Task inputs –

╭──

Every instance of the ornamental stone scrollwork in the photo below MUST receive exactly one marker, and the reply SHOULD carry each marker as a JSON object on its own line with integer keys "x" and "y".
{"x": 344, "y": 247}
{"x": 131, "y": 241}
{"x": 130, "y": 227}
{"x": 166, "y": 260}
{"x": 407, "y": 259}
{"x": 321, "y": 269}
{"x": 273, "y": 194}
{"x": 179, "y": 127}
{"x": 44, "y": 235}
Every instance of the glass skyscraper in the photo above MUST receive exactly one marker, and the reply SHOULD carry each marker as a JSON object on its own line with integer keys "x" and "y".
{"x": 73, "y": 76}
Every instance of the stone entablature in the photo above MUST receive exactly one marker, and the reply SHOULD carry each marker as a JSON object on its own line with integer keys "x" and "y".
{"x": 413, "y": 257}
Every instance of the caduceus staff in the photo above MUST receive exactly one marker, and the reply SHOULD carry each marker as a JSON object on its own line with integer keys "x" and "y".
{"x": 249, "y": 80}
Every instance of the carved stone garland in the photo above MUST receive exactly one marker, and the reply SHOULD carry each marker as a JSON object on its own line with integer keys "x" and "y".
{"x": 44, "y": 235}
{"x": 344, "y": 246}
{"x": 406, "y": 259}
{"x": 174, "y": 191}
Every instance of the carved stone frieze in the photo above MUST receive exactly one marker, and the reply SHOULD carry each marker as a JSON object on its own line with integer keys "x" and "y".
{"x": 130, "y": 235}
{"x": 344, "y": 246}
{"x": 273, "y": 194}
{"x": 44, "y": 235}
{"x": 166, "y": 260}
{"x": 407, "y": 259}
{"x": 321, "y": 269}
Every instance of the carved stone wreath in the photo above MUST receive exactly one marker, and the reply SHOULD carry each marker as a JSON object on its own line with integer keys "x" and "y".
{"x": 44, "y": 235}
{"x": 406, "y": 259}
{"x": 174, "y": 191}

╰──

Task instructions – Write out exactly the lines of the entries above that run from the line containing "Every instance of the carved stone frieze" through the last line, including both.

Result of this task –
Every instance of the carved stone frieze in the photo above MUST receive exactly one marker, and the reply SHOULD carry each marker as a JSON object on its own line with integer keys "x" and "y".
{"x": 130, "y": 235}
{"x": 344, "y": 246}
{"x": 273, "y": 194}
{"x": 44, "y": 235}
{"x": 166, "y": 260}
{"x": 407, "y": 259}
{"x": 321, "y": 269}
Every instance of the carved stone wreath in the photo above MUST receive exactly one marker, and the reply SHOULD carry each marker as a JSON object on its own line with integer keys "x" and "y".
{"x": 44, "y": 235}
{"x": 406, "y": 259}
{"x": 174, "y": 191}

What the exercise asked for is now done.